▶ **About this task**
In the listing below, find the line holding "target=green pine tree" and the line holding "target=man standing on rock". Write out those two lines and all lines between, exactly, and nothing more.

▶ **Provided data**
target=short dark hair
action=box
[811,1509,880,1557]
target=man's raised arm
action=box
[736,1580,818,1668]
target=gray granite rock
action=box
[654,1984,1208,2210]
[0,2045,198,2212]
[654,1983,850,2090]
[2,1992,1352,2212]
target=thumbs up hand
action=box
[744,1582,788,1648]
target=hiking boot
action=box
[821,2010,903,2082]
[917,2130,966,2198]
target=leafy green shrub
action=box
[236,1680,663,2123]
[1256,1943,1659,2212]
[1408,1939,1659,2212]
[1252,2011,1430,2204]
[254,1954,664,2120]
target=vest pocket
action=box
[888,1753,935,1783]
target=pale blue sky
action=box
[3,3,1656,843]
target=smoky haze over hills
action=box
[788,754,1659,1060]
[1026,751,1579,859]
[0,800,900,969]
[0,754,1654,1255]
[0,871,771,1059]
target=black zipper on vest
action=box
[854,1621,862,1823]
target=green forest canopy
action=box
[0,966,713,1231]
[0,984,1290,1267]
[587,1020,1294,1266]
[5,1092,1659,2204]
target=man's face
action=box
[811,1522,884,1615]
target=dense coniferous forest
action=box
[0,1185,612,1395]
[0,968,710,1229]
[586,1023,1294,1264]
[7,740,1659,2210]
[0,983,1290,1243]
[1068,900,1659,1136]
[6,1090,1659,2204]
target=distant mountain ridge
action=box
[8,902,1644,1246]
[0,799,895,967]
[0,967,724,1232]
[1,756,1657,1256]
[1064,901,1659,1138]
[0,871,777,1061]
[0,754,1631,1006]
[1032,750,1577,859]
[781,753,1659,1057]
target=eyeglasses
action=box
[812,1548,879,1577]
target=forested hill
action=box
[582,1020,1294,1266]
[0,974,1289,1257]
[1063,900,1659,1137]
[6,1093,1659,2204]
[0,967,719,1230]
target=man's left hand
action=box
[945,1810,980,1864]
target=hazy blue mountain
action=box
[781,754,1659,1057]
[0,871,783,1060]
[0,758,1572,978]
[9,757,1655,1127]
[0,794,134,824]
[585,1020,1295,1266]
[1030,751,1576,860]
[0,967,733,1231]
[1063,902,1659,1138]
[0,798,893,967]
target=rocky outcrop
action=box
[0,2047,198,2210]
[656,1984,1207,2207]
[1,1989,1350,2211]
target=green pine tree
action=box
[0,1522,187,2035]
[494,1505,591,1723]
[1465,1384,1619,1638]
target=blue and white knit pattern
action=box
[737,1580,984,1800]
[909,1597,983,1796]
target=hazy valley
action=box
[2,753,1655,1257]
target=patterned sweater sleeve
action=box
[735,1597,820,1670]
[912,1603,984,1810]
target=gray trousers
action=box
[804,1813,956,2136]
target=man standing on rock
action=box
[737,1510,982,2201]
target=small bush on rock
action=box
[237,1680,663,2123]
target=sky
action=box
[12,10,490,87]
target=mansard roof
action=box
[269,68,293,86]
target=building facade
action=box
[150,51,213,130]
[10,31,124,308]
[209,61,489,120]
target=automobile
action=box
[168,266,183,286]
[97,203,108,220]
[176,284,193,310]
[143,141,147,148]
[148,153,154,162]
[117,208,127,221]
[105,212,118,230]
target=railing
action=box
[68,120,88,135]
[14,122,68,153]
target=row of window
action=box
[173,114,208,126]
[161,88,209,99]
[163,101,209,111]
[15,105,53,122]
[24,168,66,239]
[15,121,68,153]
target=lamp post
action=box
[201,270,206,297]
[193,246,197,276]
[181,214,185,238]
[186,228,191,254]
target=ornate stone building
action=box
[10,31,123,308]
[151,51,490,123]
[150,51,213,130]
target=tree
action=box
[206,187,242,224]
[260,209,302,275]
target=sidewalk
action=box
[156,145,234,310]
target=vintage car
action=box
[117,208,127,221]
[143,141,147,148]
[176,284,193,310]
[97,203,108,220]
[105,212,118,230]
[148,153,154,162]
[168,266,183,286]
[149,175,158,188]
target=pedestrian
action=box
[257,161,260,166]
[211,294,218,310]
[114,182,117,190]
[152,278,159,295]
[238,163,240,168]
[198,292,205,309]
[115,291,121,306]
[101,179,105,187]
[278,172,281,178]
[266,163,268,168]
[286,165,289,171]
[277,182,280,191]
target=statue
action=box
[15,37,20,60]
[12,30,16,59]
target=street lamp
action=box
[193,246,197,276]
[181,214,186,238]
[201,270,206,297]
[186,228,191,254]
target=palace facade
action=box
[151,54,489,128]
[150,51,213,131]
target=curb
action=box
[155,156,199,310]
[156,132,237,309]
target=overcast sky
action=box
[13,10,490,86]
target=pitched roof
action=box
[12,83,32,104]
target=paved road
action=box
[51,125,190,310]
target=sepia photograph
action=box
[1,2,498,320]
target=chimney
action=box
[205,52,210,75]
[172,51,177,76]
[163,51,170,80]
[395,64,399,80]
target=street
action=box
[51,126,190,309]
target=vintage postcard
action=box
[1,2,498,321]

▶ **Your response**
target=green pine tree
action=box
[0,1522,187,2035]
[494,1505,591,1723]
[1465,1384,1619,1638]
target=blue and white knit pattern
action=box
[737,1580,984,1800]
[909,1597,983,1796]
target=hazy valley
action=box
[2,753,1655,1257]
target=patterned sweater sleeve
action=box
[735,1597,820,1670]
[912,1603,984,1810]
target=gray trousers
action=box
[804,1813,956,2136]
target=man standing on rock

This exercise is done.